start

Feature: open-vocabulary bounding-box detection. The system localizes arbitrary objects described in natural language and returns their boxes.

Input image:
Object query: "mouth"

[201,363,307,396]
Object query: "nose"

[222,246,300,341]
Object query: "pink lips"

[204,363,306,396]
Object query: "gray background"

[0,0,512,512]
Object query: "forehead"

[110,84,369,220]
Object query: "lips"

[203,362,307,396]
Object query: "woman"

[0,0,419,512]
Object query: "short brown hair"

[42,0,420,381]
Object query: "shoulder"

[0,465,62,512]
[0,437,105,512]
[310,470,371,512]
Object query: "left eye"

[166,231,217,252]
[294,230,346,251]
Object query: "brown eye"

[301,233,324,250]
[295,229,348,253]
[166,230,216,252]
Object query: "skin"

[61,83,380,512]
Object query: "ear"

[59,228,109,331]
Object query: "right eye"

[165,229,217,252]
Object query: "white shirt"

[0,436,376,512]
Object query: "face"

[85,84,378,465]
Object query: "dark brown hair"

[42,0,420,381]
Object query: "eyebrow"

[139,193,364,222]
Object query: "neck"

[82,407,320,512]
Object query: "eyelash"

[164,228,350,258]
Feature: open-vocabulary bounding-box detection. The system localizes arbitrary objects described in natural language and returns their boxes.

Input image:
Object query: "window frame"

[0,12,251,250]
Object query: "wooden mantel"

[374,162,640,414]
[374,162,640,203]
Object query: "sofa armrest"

end

**Instruction**
Turn the records, starting at the top and ending at the line that contains "[203,362,307,396]", into a two-column CSV with the headers input and output. Give one row per answer, pairing it with the text it responds to, and put each value in a single quoted field with its line breaks replaced by spaces.

**Completed exercise**
input,output
"Feature: open-vocabulary bounding-box detection. The system localizes arbitrary objects described in natural language and returns their boxes. Input image: Object query: ""mouth""","[201,363,307,396]"
"Object query: ""nose""","[222,246,300,341]"
"Object query: ""pink lips""","[204,363,306,396]"
"Object query: ""gray background""","[0,0,512,512]"
"Object query: ""forehead""","[110,84,369,220]"
"Object query: ""lips""","[203,362,307,396]"